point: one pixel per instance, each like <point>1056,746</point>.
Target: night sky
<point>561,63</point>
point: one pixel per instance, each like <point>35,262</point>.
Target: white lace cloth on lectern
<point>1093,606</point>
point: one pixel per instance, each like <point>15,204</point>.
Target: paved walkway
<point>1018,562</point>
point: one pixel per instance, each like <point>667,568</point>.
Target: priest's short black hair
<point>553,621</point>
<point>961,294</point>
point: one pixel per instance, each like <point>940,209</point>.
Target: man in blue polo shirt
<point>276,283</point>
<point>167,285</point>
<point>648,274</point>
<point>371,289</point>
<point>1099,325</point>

____

→ Instructions for the task
Please quote the records above exactly, without skipping a line.

→ Response to this exercise
point: one pixel per instance, each like <point>1056,746</point>.
Target: night sky
<point>561,63</point>
point: one pixel per instance, each like <point>35,262</point>.
Target: white lace cloth on lectern
<point>1093,606</point>
point: one pixel per instance, each like <point>15,204</point>.
Target: paved walkway
<point>1018,562</point>
point: one pixel per instance, each like <point>667,568</point>.
Target: priest's short black hair
<point>553,621</point>
<point>961,294</point>
point: one pixel per instance, each like <point>940,209</point>.
Target: man in blue polo shirt
<point>276,283</point>
<point>167,285</point>
<point>648,274</point>
<point>371,289</point>
<point>1099,325</point>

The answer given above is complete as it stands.